» **Extrait**
# # # # #
La crise sociale s’intensifie en Tunisie et les citoyens sont en proie à des conditions de vie parfois étouffantes. A peine sortis d’une saison estivale exigeante en matière de dépenses, ils ont été rattrapés par les coûts de la rentrée scolaire. Un fonctionnaire, père de famille de quatre membres, n’est plus en mesure de joindre les deux bouts, que dire des chômeurs et des personnes dépourvues ? Le gouvernement est-il conscient de la gravité de la situation ? Le Président de la République peut-il trouver les solutions urgentes et nécessaires pour éviter ce que plusieurs sociologues redoutent, une implosion sociale ?
C’est dans ce contexte que les formes de cherté de la vie s’aggravent en Tunisie. Produits de base, carburants, transport, télécommunication et autres, tout devient sujet à une hausse des prix parfois inexpliquée. Si le Président de la République, Kaïs Saïed, veut éradiquer la spéculation et le monopole, il faut aussi rappeler que cette crise résulte également des orientations de l’Etat tunisien qui se dirige bel et bien vers la levée des subventions et l’application des prix réels dans une tentative d’alléger les dépenses liées à la compensation.
En effet, conformément à un document présenté au Fonds monétaire international (FMI), la Tunisie s’est engagée dans une démarche de levée progressive des subventions. Cela impactera certainement les prix des produits de première nécessité et ne sera pas sans conséquences sur le pouvoir d’achat des Tunisiens. Cette situation serait une période transitoire vers un nouveau contexte social qui promet hausse des prix et inflation.
«Un pouvoir d’achat, ou ce qu’il en reste», disent les Tunisiens, sanctionnés par une crise sociale et une flambée des prix inédite. Il y a dix jours, le gouvernement a annoncé un réajustement du prix des carburants et du gaz liquéfié, après cinq mois de gel des prix, en approuvant des augmentations comprises entre 3% pour les carburants et 12% pour les bonbonnes de gaz de cuisine de différentes tailles. Il s’agit de la quatrième augmentation en 2022, et pour les autorités d’autres sont encore prévues.
# # # # #
(Entrées d'annotation par coordonnées)
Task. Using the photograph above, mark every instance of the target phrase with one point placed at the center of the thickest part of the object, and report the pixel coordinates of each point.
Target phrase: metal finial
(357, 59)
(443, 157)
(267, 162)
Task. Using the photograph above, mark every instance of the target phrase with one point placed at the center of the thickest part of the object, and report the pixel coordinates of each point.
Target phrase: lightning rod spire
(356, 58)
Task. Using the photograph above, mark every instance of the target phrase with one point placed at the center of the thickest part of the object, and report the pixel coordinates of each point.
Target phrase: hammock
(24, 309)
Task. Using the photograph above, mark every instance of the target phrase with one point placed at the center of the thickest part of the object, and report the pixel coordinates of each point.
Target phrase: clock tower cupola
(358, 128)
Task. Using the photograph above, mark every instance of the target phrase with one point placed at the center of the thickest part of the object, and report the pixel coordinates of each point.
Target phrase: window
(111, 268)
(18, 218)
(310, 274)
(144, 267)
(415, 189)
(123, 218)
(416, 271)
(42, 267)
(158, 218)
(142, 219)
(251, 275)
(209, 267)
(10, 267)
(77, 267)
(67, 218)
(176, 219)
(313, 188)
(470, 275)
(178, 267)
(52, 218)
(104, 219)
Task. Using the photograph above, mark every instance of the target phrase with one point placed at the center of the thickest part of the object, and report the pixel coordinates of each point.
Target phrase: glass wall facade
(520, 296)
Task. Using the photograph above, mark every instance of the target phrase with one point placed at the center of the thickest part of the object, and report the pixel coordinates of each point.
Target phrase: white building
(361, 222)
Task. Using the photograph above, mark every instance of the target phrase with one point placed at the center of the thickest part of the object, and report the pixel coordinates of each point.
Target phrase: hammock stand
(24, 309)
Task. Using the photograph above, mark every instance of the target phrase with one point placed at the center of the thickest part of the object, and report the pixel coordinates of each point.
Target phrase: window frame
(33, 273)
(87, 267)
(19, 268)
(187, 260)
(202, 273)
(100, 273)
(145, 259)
# # # # #
» **Consignes de l'exercice**
(1) D'après l'extrait, pendant combien de mois les prix avaient-ils été gelés avant le réajustement du prix des carburants et du gaz liquéfié ?
(2) Recopiez mot pour mot le passage de l'extrait situé entre « La crise sociale » et « implosion sociale ? », ces deux bornes comprises.
Les enregistrements n'interviennent pas dans ce travail.

» **Corrigé des exercices**
(1) Pendant cinq mois.

(2)
La crise sociale s’intensifie en Tunisie et les citoyens sont en proie à des conditions de vie parfois étouffantes. A peine sortis d’une saison estivale exigeante en matière de dépenses, ils ont été rattrapés par les coûts de la rentrée scolaire. Un fonctionnaire, père de famille de quatre membres, n’est plus en mesure de joindre les deux bouts, que dire des chômeurs et des personnes dépourvues ? Le gouvernement est-il conscient de la gravité de la situation ? Le Président de la République peut-il trouver les solutions urgentes et nécessaires pour éviter ce que plusieurs sociologues redoutent, une implosion sociale ?